### READING TEXT
--- start ---
# Missing Brown Springer Spaniel (Gossops Green Crawley)



## ColliePower (Mar 9, 2008)

Sorry to cross post, forgot there was an actual lost pets section.

I know I've not been here for a while, but I come back with a plea for help.

Fridat at 5pm my friend let her dog out the front for a wee as she always does, and shut the door forgetting he was still out, 30 mins later opened the door and he was gone

The entire family are devastated.

They have put posters out, contacted local vets, police and dog wardens and nothing.

They have been driving about and on foot since it happened and no word.......

He is 7 years old, A Springer Spaniel, all over brown (no white line on his face) and answers to the name of Olly........please please help contact me if you hear anything or see him

07854 117968


----------



## ColliePower (Mar 9, 2008)

Im so sorry to have left it so long since I last posted about my friends missing springer spaniel who went missing in December 

With all the help from dogs lost, members on here who have posted to help the endless 'possible' sightings I have the most amazing news......
--- end ---
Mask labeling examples
--- start ---
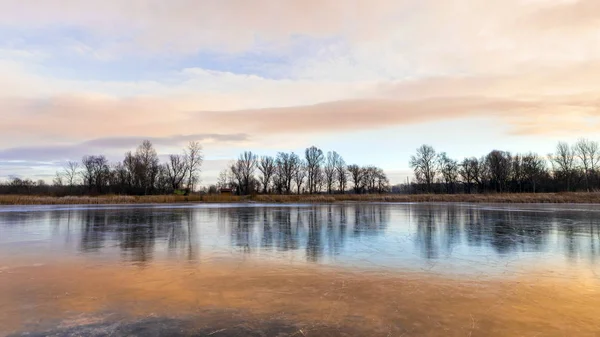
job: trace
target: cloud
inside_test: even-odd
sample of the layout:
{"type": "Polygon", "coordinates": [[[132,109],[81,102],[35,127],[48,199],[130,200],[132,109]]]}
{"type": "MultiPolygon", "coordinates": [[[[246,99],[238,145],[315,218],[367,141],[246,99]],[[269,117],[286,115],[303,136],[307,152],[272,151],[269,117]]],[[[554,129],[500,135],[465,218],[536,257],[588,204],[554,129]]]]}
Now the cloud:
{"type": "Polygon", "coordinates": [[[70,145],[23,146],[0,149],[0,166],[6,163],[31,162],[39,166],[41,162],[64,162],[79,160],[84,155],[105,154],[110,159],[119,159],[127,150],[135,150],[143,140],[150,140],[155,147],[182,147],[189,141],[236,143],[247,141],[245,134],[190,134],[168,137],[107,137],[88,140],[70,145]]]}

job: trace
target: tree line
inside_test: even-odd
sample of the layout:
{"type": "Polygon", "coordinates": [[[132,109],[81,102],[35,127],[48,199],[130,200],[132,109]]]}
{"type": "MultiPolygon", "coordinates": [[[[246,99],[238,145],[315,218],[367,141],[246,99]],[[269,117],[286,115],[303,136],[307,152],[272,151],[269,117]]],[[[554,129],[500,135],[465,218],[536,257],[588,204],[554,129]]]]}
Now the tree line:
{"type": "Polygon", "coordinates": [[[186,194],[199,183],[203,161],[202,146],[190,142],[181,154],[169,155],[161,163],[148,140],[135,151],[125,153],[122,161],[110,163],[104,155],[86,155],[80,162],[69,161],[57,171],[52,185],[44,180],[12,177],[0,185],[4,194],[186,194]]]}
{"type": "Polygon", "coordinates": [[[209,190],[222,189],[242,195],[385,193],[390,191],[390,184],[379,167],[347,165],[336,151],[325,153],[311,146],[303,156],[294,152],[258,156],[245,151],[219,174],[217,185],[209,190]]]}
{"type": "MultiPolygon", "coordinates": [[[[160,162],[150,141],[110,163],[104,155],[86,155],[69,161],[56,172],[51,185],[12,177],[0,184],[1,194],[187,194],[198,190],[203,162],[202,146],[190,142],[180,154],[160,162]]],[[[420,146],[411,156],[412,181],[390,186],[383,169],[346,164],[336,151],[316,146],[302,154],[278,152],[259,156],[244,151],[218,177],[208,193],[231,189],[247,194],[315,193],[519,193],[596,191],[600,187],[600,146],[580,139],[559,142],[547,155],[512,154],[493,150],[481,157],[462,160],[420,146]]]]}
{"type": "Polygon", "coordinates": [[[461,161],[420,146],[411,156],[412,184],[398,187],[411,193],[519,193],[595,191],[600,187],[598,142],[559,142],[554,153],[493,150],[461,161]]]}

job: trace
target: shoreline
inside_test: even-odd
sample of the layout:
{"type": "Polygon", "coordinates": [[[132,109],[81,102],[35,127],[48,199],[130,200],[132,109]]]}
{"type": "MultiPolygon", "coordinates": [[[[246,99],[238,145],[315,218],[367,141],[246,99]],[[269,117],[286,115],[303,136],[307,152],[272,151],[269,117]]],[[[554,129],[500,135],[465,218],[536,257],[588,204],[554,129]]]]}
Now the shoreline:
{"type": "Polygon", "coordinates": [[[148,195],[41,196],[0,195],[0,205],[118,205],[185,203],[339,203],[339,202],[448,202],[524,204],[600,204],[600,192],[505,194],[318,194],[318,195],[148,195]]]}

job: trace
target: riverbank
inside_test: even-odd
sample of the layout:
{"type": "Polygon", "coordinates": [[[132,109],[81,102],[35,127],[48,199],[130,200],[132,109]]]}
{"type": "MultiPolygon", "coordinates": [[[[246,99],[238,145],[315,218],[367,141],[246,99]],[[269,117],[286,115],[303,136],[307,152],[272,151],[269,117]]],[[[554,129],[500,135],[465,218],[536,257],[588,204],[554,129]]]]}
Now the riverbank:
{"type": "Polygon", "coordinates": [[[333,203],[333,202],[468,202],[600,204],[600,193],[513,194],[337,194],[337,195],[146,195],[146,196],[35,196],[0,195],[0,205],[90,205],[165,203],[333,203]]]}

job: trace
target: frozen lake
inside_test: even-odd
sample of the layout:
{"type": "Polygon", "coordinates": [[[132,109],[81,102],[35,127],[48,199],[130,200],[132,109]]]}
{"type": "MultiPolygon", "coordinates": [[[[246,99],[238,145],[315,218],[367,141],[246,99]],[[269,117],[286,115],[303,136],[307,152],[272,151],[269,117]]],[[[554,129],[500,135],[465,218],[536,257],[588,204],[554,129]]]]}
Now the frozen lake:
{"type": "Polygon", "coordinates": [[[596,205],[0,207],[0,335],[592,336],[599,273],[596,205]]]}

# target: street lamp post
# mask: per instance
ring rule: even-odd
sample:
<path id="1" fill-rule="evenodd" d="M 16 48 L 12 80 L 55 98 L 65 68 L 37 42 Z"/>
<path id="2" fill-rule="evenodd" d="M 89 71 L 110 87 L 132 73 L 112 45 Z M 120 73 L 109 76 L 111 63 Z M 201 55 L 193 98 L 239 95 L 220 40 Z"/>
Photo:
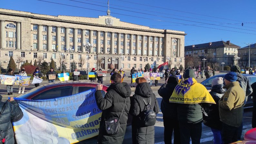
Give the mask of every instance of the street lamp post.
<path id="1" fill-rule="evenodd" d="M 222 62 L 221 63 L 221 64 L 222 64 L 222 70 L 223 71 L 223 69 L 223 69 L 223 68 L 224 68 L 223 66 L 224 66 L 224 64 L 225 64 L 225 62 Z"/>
--- end ---
Resume the lost-spaniel thread, writing on from its final sentence. The listing above has nothing to do with the lost-spaniel thread.

Ollie is home!!!!!

After 6 months staying with travellers in there caravan who then returned him to the RSPCA- he was scanned and then thanks to the microchip his mum was called and collected !!

It is the most amazing miracle and the family as still in floods of tears or happiness

So please, to all that helped- thank you!!!!

To anyone missing a family pet, 4 words to never forget

Don't give up hope ! X


----------



## hazel pritchard (Jun 28, 2009)

Fantastic news
:thumbup1::thumbup1::thumbup1:
Thank goodness he was chipped


----------



## Rolosmum (Oct 29, 2010)

Amazing! so happy for them, weird that the travellers gave him to the rspca!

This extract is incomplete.